AIM ->
In the absorbent article text below, under what conditions is the dry article conditioned before use?

TEXT TO READ ->
********************
The recitation of numerical ranges by endpoints includes all numbers and fractions subsumed within that range, as well as the recited endpoints unless otherwise stated.

As used herein, the “skin facing”, “body-facing” or “bodyside” surface means that surface of the article or component which is intended to be disposed toward or placed adjacent to the body of the wearer during ordinary use, while the “outward”, “outward-facing” or “garment-side” or “garment facing” surface is on the opposite side, and is intended to be disposed to face away from the wearer's body during ordinary use. Such outward surface may be arranged to face toward or placed adjacent to the wearer's garments or undergarments when the absorbent article is worn.

As used herein, the term “absorbent article” refers to disposable devices such as infant or adult diapers or pads, pants, training pants, and the like which are placed against or in proximity to the body of the wearer to absorb and contain the various exudates discharged from the body. Typically these articles comprise a topsheet, backsheet, an absorbent core and optionally an acquisition system (which may be comprised of one or several layers) and typically other components, with the absorbent core normally placed between the backsheet and the acquisition system or topsheet.

The absorbent articles of the disclosure will be further illustrated in the below description and in the Figures in the form of a taped diaper, though all embodiments described herein may equally be applied onto absorbent articles in the form of pants (or even in the form of feminine hygiene or incontinence liners). Nothing in this description should be however considered limiting the scope of the claims unless explicitly indicated otherwise. Unless indicated otherwise, the description refers to the dry article, i.e. before use and conditioned at least 24 hours at 21° C.+/−2° C. and 50+/−20% Relative Humidity (RH).
********************
SOURCE MATERIAL ->

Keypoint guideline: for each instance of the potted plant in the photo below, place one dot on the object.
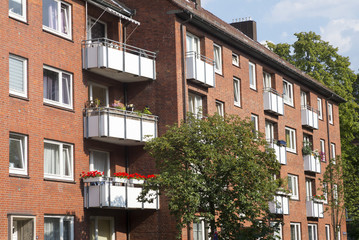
********************
RESPONSE TO THIS EXERCISE ->
For at least 24 hours at 21° C.+/−2° C. and 50+/−20% Relative Humidity (RH).